— Start of AVAILABLE RECORDS —

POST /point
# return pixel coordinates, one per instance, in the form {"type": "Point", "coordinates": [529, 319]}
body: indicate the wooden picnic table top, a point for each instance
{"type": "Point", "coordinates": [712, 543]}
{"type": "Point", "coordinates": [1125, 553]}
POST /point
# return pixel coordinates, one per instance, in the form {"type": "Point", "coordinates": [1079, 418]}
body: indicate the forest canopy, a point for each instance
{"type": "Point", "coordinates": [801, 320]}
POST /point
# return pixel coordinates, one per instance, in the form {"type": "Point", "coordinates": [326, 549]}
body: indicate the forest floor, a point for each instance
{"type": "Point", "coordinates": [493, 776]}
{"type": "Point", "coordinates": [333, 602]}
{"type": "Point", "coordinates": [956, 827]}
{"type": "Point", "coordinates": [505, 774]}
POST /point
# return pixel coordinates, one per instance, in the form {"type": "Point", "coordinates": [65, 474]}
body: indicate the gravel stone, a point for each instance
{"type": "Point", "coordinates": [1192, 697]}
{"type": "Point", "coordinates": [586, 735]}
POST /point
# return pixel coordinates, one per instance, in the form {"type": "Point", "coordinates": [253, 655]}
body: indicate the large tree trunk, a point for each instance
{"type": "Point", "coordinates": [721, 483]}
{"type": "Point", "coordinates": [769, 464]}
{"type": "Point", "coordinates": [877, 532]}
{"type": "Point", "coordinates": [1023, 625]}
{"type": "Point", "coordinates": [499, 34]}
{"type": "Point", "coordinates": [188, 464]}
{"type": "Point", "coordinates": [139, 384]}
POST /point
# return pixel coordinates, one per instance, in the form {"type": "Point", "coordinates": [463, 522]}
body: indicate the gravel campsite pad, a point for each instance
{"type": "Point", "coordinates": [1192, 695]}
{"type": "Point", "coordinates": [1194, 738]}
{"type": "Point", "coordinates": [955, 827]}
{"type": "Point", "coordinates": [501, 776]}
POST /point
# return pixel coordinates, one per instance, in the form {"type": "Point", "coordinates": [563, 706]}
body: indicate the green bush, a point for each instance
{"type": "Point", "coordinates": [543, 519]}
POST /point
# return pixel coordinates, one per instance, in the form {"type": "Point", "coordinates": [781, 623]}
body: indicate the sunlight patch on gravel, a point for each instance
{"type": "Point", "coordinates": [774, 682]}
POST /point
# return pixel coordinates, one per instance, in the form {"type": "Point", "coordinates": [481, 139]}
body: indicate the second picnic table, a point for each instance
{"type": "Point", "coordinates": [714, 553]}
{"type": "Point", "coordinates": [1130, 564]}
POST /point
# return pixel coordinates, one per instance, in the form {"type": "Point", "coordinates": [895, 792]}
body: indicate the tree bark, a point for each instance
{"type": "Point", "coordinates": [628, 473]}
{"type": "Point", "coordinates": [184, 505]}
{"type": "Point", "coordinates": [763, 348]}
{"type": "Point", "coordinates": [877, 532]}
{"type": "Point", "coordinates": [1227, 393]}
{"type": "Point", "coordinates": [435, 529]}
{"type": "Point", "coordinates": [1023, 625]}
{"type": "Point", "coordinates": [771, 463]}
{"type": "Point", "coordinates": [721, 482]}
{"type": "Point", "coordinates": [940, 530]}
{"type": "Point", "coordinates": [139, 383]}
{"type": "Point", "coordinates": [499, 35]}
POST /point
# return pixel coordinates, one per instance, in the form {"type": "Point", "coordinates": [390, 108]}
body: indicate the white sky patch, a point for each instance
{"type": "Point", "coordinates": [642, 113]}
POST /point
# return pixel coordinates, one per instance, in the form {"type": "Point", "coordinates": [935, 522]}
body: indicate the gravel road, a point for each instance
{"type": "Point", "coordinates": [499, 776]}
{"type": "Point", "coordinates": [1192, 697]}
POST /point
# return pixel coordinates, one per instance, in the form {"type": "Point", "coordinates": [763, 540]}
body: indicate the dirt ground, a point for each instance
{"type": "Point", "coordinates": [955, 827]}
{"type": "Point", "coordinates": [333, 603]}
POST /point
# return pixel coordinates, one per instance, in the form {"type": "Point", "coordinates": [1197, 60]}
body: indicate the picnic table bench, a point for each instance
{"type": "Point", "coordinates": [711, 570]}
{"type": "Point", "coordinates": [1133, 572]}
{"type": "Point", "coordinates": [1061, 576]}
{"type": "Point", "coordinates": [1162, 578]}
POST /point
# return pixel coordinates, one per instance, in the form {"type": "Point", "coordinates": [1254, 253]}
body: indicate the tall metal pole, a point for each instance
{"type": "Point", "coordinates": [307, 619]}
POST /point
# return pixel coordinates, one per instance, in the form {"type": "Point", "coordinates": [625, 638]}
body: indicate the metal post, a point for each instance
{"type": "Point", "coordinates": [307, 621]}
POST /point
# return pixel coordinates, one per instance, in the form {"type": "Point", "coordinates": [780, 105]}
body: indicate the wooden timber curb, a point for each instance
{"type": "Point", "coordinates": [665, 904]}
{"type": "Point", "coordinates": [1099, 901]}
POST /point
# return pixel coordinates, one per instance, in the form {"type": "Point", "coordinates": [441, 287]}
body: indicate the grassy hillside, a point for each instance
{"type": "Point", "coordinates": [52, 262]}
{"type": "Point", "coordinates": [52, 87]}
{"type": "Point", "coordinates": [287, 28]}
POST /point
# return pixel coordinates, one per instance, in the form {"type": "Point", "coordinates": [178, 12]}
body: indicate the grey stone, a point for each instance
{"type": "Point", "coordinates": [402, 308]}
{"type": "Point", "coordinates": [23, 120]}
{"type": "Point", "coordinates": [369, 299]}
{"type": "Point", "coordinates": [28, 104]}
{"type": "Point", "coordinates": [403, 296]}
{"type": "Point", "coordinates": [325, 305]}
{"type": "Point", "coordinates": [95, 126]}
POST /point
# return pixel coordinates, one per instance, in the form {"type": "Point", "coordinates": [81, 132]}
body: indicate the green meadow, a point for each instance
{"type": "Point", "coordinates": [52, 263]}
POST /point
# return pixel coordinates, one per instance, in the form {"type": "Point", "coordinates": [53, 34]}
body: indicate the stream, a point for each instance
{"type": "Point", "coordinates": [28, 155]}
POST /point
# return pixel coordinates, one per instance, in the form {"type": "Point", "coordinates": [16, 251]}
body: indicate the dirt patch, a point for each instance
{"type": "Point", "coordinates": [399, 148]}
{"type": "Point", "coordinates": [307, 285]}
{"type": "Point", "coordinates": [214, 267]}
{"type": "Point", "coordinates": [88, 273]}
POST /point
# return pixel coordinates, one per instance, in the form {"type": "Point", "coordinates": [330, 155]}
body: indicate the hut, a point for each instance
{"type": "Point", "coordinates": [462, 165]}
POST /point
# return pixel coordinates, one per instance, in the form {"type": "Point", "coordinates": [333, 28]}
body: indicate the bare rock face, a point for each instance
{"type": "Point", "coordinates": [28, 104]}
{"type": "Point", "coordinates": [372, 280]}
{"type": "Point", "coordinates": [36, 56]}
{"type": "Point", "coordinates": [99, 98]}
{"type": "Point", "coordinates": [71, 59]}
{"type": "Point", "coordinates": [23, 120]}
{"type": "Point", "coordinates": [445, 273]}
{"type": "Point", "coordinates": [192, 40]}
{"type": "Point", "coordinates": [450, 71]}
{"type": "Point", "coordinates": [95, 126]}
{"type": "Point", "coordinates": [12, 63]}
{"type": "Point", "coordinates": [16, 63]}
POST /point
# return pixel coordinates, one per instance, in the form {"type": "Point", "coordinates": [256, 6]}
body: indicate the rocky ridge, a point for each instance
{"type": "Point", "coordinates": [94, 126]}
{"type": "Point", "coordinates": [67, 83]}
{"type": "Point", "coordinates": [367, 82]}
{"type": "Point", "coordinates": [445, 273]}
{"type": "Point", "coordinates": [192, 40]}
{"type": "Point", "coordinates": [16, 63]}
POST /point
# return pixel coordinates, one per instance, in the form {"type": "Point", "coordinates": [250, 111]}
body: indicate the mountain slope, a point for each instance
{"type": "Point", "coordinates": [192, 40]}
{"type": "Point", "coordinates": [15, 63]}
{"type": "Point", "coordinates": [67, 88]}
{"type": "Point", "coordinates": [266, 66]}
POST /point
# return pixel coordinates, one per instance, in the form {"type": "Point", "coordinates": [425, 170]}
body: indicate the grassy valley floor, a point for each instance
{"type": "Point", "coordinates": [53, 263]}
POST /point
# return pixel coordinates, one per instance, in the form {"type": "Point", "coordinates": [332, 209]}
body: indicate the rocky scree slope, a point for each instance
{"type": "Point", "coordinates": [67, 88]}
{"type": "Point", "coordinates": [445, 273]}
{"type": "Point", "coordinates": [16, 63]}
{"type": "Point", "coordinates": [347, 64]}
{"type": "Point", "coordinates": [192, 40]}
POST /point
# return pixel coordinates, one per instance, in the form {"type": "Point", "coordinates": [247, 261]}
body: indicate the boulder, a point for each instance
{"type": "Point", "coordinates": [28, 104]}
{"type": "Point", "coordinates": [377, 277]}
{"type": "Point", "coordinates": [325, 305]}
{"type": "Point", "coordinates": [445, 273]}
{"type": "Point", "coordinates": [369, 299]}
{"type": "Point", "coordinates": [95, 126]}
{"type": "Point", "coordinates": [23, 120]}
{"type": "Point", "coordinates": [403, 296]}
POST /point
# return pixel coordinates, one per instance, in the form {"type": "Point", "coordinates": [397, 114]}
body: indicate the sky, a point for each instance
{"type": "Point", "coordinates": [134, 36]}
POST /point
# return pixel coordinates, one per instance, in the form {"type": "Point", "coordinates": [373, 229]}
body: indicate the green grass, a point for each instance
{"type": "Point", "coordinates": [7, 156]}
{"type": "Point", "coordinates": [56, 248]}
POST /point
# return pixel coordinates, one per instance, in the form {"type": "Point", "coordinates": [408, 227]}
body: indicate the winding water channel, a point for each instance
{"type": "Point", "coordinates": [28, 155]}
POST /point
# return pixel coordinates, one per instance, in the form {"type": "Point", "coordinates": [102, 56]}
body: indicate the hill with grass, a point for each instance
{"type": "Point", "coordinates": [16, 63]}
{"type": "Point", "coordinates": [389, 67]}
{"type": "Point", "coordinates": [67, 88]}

— End of AVAILABLE RECORDS —

## TASK DIRECTIONS
Locate every line in the entries above that contains the word "metal" and copy each such line.

## COMPLETED TASK
body: indicate the tall metal pole, a point for each instance
body: indicate the metal post, a point for each instance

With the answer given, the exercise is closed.